Exercise: Retype every entry word for word.

Material supplied:
• • •
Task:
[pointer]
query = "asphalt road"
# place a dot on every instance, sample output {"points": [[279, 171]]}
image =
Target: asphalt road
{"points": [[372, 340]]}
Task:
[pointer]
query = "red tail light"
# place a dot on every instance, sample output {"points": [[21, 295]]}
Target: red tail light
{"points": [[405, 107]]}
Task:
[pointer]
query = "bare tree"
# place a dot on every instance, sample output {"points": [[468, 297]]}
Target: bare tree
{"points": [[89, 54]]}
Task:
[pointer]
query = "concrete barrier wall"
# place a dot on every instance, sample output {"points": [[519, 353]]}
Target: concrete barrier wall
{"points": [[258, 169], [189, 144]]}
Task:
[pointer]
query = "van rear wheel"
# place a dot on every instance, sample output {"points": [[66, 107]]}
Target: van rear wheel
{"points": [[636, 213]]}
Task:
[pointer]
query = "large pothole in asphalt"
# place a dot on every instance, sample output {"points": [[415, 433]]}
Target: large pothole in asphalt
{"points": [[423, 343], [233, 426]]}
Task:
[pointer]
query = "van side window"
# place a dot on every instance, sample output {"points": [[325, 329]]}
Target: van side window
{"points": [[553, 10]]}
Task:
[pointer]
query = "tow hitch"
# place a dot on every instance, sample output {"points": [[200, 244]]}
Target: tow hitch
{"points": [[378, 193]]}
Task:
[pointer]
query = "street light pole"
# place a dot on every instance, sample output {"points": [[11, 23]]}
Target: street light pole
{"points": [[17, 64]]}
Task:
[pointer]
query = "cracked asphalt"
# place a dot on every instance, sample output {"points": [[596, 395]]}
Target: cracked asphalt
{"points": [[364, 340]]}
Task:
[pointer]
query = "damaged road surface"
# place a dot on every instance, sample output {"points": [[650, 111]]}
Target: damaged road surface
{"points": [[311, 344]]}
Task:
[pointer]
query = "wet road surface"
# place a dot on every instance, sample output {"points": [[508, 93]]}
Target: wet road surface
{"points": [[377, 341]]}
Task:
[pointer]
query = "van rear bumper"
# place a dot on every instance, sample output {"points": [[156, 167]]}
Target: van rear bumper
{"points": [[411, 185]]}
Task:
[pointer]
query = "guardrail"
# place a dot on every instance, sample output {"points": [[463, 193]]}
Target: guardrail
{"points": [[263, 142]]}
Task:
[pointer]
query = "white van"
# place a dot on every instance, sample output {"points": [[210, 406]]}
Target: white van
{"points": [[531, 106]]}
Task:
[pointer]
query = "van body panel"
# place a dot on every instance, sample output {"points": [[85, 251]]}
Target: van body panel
• • •
Written answer:
Task:
[pointer]
query = "asphalt road"
# place a dot on every instance, sample output {"points": [[279, 171]]}
image =
Target: asphalt road
{"points": [[372, 340]]}
Task:
[pointer]
query = "red tail light"
# place a dot on every instance, sample output {"points": [[21, 295]]}
Target: red tail light
{"points": [[405, 107]]}
Task:
[pointer]
query = "bare tree"
# place a dot on every instance, sample output {"points": [[468, 297]]}
Target: bare tree
{"points": [[89, 54]]}
Task:
[pointer]
query = "concrete barrier wall"
# place a dot on every instance, sample output {"points": [[519, 353]]}
Target: concrete barrier wall
{"points": [[258, 169], [189, 144]]}
Task:
[pointer]
query = "van rear wheel"
# place a dot on every instance, sample output {"points": [[66, 107]]}
Target: van rear wheel
{"points": [[636, 213]]}
Task:
[pointer]
query = "large pothole in asphalt"
# place a dot on every instance, sample output {"points": [[415, 433]]}
Target: large pothole in asphalt
{"points": [[423, 343], [233, 426]]}
Task:
[pointer]
query = "van side window"
# place a dot on every instance, sample output {"points": [[325, 329]]}
Target: van side window
{"points": [[553, 10]]}
Task:
[pointer]
query = "tow hitch"
# place a dot on every instance, sample output {"points": [[200, 244]]}
Target: tow hitch
{"points": [[378, 193]]}
Task:
[pointer]
query = "street light pole"
# place a dot on every instance, sample output {"points": [[11, 23]]}
Target: street light pole
{"points": [[17, 64]]}
Task:
[pointer]
query = "cracked asphalt"
# place a dot on every instance, sample output {"points": [[596, 395]]}
Target: cracked asphalt
{"points": [[364, 340]]}
Task:
[pointer]
query = "damaged road surface"
# place a dot on every instance, sample output {"points": [[650, 111]]}
Target: damaged road surface
{"points": [[311, 344]]}
Task:
[pointer]
query = "wet road surface"
# place a dot on every instance, sample output {"points": [[508, 93]]}
Target: wet road surface
{"points": [[377, 341]]}
Task:
[pointer]
query = "van rear bumper"
# place a dot on every instance, sample output {"points": [[156, 167]]}
Target: van rear bumper
{"points": [[411, 185]]}
Task:
[pointer]
query = "guardrail"
# place a dot on every instance, sample output {"points": [[463, 193]]}
Target: guardrail
{"points": [[263, 142]]}
Task:
[pointer]
query = "white van"
# place a dot on every instance, sample output {"points": [[210, 406]]}
Target: white van
{"points": [[531, 106]]}
Task:
[pointer]
query = "van body panel"
# place a dot on every instance, sample output {"points": [[85, 251]]}
Target: van body panel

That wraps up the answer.